--- Extrait ---

Les villes régénératives, une démarche globale

Le concept qui émerge est celui de « ville régénérative ». Les villes engagées dans des stratégies de développement durable évoquées plus haut cherchent à réduire leur empreinte environnementale tout en continuant à assumer leur fonction traditionnelle : créer des opportunités sociales et économiques. La « ville régénérative » va plus loin : elle régénèrerait son environnement tout en se développant. Il s’agirait d’une régénération à la fois locale, régionale, voire globale. La « ville régénérative » ne se contente pas de réduire les émissions de carbone, elle absorbe le carbone émis dans l’atmosphère ; elle ne se contente pas de réduire l’impact sur la biodiversité, elle crée de nouveaux habitats, qui stimulent les opportunités écologiques ; elle ne se contente pas de consommer moins de phosphore et d’azote, elle extrait ces nutriments en excès dans les eaux grises, les cours d’eau, les lacs et les eaux souterraines pour leur réutilisation dans l’agriculture. Une telle démarche démontre comment les villes en elles-mêmes peuvent être des solutions plus efficaces que des interventions de
géo-ingénierie de l’atmosphère (interventions à grande échelle sur des systèmes climatiques).
Ainsi, le métabolisme de la ville régénérative estconsidérablement modifié. Plutôt que de viser seulement la réduction du flux des ressources en déchets, la ville régénérative crée ces ressources à partir des déchets, dans une économie circulaire alimentée par l’énergie solaire, tout comme le font les écosystèmes.
Certains exemples, limités, peuvent être considérés comme des « projets régénératifs », mais ils restent encore largement symboliques. Les villes mentionnées plus haut se sont néanmoins engagées dans cette voie. Singapour travaille à accroître sa biodiversité en créant de nouveaux habitats par la végétalisation des murs et des toits. La stratégie de neutralité carbone de Paris et de l’Île-de-France pourrait aboutir à l’émergence d’une biorégion, où les forêts, des sols agricoles formés à partir de compost recyclé et l’exploitation du bois dans la construction séquestreront le carbone des centaines d’années. Fribourg pourrait encore développer sa production d’énergie solaire et exporter plus d’énergie renouvelable qu’elle n’en consomme. Les périphéries de Tokyo ont entamé leur décroissance, tandis que son coeur se régénère. La métropole pourrait réduire à la fois son espace physique, et sans doute également son empreinte écologique. New York pourrait mettre ses technologies intelligentes au service de l’énergie, de l’eau et des déchets, et enclencher la régénération de sa biorégion. Et Melbourne pourrait continuer à soigner sa qualité de vie, tout en adoptant des objectifs environnementaux bien plus rigoureux. Mais par où commencer ?

Fabrique urbaine et possibilités de régénération

Alors que les villes s’engagent dans une démarche régénérative, les différents quartiers et espaces devront, de toute évidence, adopter des démarches adaptées. La théorie des tissus urbains nous permet de comprendre
comment les différentes parties d’une ville ont été formées, et comment il importe de tenir compte de cette formation dans leur devenir. Par exemple, les panneaux solaires sur toiture conviennent mieux aux maisons individuelles des zones suburbaines. Dans ces secteurs, les efforts doivent davantage porter sur les systèmes de transports partagés que ce n’est le cas dans la ville dense, piétonne, qui peut plus facilement passer à des transports « zéro carbone » (marche, vélo, transports publics). Là, les solutions énergétiques durables sont, en revanche, moins individualisées et nécessiteront une intervention plus forte à l’échelle de la collectivité.

---

### Exercices
• 1. Relevez toutes les villes citées comme exemples dans l'extrait sur les villes régénératives.
• 2. Répondez brièvement d'après l'extrait sur les villes régénératives.
(a) Dans quelles eaux la ville régénérative extrait-elle le phosphore et l'azote en excès ?
(b) Quelle énergie alimente l'économie circulaire de la ville régénérative ?
(c) À quel type d'habitat les panneaux solaires sur toiture conviennent-ils le mieux ?
• 3. Présentez sous forme de liste le paragraphe de l'extrait sur les villes régénératives qui commence par « Certains exemples, limités », en conservant ses faits essentiels.
Les lignes fournies ne servent à aucun des exercices.

--- Données fournies ---

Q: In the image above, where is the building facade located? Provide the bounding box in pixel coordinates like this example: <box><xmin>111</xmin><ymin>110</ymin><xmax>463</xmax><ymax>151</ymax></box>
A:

---

### Corrigés
• 1. Singapour, Paris (avec l'Île-de-France), Fribourg, Tokyo, New York, Melbourne.

• 2.
(a) Dans les eaux grises, les cours d'eau, les lacs et les eaux souterraines.
(b) L'énergie solaire.
(c) Aux maisons individuelles des zones suburbaines.

• 3.
- Quelques projets « régénératifs » existent, mais ils restent limités et largement symboliques. Les villes citées se sont pourtant engagées dans cette voie.
- Singapour : végétalisation des murs et des toits pour créer de nouveaux habitats et accroître la biodiversité.
- Paris et l'Île-de-France : la stratégie de neutralité carbone pourrait faire émerger une biorégion. Les forêts, les sols agricoles formés de compost recyclé et le bois utilisé dans la construction y séquestreraient le carbone pendant des centaines d'années.
- Fribourg : pourrait développer sa production solaire et exporter plus d'énergie renouvelable qu'elle n'en consomme.
- Tokyo : les périphéries décroissent tandis que le cœur se régénère. La métropole pourrait réduire son espace physique et sans doute son empreinte écologique.
- New York : pourrait mettre ses technologies intelligentes au service de l'énergie, de l'eau et des déchets, et enclencher la régénération de sa biorégion.
- Melbourne : pourrait préserver sa qualité de vie tout en adoptant des objectifs environnementaux bien plus rigoureux.
- Question posée : par où commencer ?